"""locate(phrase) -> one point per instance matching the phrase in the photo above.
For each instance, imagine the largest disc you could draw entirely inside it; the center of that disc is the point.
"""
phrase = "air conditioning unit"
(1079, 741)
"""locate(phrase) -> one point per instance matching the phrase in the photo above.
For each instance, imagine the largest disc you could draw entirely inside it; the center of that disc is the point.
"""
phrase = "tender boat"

======

## Set exercise
Recast every line of the rows above as a Markdown table with the columns No. and Line, numbering each line and leaving out blank lines.

## Correct output
| No. | Line |
|---|---|
| 1 | """locate(phrase) -> one point per instance matching the phrase in the photo above. |
| 2 | For each instance, imagine the largest disc you could draw entirely inside it; the center of that disc is the point. |
| 3 | """ |
| 4 | phrase = "air conditioning unit" |
| 5 | (1079, 741) |
| 6 | """locate(phrase) -> one point per instance matching the phrase in the photo above. |
| 7 | For each instance, imagine the largest disc you could draw entirely inside it; the center of that disc is the point. |
| 8 | """ |
| 9 | phrase = "tender boat" |